───── EXTRACTED RECORDS ─────

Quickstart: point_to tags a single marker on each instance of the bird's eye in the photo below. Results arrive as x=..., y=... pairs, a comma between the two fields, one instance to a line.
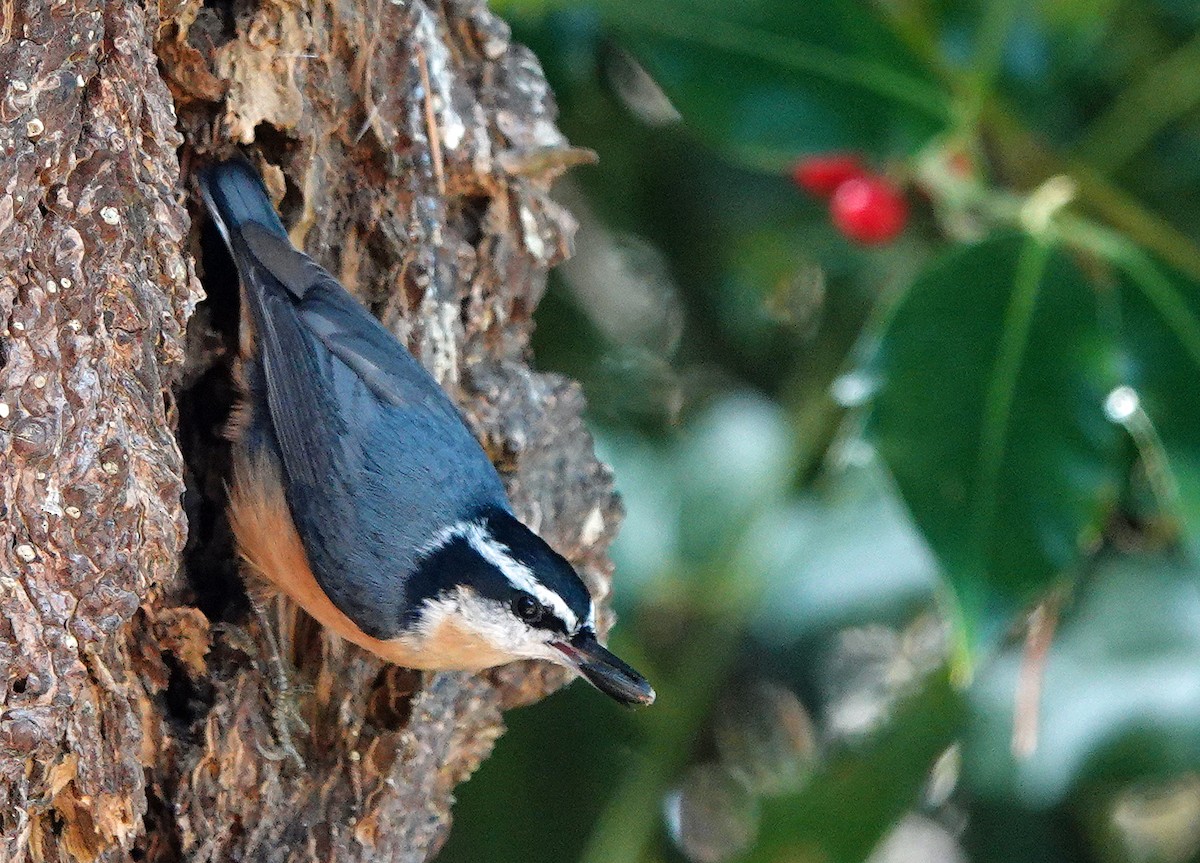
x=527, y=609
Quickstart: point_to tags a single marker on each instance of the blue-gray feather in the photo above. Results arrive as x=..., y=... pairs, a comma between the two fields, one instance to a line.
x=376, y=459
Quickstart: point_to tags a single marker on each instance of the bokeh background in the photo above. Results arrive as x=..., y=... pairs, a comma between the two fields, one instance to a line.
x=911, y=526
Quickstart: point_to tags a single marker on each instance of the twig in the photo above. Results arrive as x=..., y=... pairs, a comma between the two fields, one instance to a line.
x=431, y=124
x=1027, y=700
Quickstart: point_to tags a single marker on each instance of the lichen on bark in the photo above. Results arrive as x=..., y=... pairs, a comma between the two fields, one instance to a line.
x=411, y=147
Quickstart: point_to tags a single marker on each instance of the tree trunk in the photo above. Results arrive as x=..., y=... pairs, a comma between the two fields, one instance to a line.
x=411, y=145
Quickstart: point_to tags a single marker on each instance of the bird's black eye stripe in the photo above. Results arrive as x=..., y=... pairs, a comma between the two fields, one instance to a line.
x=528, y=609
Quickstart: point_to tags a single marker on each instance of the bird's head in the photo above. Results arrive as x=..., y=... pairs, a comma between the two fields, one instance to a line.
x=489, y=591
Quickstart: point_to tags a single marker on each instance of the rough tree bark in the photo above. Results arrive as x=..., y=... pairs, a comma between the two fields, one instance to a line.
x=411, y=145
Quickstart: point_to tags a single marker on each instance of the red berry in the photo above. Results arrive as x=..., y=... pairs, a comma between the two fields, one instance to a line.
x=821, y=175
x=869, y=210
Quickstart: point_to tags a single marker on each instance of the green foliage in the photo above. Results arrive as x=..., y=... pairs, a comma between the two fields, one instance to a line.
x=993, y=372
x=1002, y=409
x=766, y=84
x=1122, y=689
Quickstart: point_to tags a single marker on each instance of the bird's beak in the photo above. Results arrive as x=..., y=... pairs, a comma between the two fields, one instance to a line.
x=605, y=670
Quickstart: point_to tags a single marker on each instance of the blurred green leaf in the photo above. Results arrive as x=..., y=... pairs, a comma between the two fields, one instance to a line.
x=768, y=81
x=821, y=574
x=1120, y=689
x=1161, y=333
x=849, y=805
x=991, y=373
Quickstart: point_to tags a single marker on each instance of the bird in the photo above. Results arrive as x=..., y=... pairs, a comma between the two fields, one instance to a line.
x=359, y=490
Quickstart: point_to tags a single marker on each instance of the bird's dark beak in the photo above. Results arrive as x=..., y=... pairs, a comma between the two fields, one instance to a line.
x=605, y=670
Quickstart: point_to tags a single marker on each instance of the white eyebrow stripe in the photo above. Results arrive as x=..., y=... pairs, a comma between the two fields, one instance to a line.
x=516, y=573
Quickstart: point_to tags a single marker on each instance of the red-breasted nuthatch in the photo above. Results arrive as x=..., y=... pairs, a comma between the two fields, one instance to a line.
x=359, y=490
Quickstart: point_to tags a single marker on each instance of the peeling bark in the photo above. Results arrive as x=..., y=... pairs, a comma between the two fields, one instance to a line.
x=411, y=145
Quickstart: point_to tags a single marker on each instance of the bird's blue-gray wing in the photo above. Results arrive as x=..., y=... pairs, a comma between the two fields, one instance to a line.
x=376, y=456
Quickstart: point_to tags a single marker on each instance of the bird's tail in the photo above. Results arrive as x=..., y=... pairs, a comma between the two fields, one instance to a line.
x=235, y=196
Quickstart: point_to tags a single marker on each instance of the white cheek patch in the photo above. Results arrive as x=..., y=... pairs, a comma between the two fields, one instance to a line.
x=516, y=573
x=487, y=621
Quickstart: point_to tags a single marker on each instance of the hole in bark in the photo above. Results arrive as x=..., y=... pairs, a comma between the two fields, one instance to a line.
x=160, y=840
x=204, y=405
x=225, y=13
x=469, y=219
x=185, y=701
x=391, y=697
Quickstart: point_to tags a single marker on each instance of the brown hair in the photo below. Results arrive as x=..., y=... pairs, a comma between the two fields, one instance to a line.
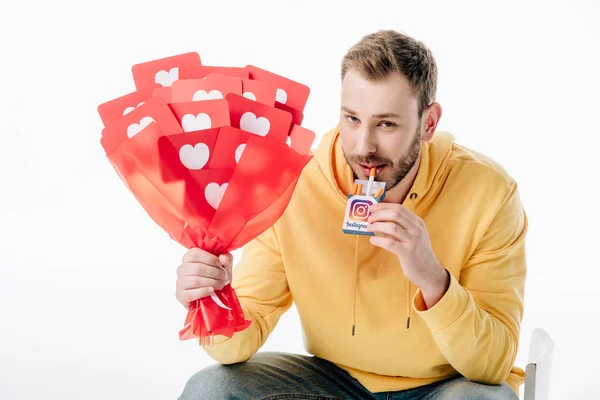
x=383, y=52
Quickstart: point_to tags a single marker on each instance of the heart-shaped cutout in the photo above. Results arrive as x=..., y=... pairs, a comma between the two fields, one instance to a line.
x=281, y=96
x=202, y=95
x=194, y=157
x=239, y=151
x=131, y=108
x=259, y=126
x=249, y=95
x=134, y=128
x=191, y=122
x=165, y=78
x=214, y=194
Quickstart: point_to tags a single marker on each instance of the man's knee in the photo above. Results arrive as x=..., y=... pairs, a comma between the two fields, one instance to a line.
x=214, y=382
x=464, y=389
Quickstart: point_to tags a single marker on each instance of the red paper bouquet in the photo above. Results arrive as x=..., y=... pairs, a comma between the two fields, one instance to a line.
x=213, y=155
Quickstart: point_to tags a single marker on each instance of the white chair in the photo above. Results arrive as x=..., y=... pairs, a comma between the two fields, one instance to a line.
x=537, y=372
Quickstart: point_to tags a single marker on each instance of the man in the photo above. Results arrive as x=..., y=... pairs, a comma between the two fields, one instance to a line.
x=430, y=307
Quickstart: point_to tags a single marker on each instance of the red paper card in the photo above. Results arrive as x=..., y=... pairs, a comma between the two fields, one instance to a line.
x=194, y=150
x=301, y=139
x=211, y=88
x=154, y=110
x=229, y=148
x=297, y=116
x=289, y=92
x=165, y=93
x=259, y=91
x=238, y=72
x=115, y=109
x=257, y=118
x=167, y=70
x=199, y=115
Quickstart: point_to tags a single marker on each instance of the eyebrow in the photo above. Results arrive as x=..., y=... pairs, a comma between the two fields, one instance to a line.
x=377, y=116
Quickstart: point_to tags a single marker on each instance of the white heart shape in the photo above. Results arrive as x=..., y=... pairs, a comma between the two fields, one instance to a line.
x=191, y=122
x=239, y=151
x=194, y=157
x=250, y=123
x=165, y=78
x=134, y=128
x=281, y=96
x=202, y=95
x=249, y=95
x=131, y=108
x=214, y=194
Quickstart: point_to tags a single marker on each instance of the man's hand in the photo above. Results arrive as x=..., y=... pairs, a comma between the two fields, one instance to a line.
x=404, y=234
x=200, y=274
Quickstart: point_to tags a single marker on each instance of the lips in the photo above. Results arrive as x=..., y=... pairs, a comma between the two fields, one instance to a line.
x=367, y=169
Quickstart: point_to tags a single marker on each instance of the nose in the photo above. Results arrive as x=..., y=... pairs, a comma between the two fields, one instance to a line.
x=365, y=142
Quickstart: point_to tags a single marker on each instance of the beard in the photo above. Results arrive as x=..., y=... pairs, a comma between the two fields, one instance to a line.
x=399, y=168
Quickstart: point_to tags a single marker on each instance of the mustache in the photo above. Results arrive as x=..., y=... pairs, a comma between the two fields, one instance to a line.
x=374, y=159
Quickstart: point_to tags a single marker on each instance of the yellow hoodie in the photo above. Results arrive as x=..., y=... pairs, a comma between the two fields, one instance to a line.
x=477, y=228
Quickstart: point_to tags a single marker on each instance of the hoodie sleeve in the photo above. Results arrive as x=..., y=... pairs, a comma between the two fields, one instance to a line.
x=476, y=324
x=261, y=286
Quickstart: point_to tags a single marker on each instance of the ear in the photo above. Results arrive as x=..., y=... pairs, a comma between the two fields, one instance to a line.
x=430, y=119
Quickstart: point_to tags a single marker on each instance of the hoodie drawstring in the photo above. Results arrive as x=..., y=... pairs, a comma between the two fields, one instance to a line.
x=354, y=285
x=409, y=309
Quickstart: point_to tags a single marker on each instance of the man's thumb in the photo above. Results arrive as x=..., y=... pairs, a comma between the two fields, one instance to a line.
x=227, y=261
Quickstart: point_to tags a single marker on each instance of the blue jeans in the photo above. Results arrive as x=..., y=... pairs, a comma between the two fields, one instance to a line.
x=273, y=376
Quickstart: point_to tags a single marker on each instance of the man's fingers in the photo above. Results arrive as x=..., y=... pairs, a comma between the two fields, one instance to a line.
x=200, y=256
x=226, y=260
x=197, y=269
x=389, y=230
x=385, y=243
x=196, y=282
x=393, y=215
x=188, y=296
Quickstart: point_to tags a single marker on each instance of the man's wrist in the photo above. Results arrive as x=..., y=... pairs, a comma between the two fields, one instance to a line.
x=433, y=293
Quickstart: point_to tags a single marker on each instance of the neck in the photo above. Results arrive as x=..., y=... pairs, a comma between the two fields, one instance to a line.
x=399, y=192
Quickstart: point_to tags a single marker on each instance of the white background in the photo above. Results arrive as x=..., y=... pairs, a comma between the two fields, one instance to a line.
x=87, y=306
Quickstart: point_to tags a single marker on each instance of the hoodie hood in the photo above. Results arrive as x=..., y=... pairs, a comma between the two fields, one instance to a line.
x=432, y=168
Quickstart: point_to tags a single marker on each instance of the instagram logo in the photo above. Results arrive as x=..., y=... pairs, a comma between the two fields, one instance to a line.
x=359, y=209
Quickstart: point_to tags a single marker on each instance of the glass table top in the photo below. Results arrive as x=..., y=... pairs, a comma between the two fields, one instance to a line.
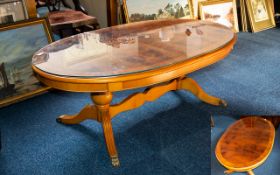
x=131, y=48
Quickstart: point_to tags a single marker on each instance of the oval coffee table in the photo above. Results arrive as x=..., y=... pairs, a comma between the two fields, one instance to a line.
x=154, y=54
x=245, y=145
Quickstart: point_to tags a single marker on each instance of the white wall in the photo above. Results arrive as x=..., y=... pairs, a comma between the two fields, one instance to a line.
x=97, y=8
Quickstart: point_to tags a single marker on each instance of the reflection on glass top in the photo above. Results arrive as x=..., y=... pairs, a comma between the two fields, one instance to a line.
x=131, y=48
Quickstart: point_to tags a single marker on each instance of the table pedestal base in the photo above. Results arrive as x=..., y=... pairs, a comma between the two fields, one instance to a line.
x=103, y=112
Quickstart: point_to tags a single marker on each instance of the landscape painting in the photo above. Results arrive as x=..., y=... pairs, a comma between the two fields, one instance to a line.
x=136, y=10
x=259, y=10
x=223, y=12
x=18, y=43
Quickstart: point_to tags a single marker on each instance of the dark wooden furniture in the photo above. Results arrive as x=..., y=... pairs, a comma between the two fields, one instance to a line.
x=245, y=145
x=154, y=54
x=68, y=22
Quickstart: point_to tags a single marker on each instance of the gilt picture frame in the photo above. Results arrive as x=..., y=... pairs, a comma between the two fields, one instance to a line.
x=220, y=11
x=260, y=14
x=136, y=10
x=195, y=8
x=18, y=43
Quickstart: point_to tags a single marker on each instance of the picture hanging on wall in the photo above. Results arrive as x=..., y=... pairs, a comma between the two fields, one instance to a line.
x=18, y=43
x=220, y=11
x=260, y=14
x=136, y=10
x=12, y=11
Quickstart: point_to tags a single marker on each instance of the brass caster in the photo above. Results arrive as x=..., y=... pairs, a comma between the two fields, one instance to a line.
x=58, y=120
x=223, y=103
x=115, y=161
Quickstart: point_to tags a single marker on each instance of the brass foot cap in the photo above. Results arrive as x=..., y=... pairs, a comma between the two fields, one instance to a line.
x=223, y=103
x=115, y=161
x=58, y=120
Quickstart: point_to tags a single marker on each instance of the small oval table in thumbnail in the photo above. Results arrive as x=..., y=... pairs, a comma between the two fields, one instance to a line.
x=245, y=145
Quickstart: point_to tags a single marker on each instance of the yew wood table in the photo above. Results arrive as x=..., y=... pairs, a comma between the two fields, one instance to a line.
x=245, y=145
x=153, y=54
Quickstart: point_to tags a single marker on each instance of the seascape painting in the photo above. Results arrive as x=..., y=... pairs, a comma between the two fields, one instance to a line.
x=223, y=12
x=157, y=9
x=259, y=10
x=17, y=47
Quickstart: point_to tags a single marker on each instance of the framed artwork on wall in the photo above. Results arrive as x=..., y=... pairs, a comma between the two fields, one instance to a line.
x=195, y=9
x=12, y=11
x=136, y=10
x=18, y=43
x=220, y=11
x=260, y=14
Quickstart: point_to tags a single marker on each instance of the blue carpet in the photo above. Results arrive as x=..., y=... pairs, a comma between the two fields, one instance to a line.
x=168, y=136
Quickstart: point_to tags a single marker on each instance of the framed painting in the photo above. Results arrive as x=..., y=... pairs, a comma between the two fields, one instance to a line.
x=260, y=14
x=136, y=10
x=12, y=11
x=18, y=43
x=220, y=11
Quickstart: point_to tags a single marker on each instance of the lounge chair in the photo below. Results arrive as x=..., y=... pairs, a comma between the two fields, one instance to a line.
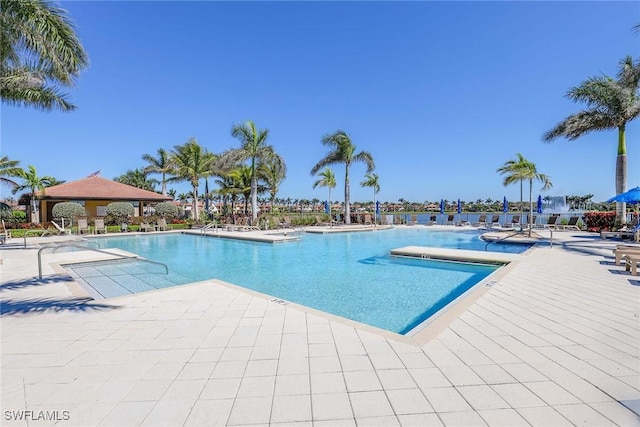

─────

WHAT THIS TASK INVOLVES
Lay out the listing from the line containing "the hoodie sleeve" to the line containing "x=261, y=286" as a JSON list of strings, one string per line, with both end lines included and blank lines omitted.

PROBLEM SOLUTION
[
  "Quickstart: point_to tags a single marker on each instance of the hoodie sleeve in the photo above. Results arrive as x=..., y=... pairs, a comma between the two fields, one instance to a line.",
  "x=476, y=324",
  "x=261, y=286"
]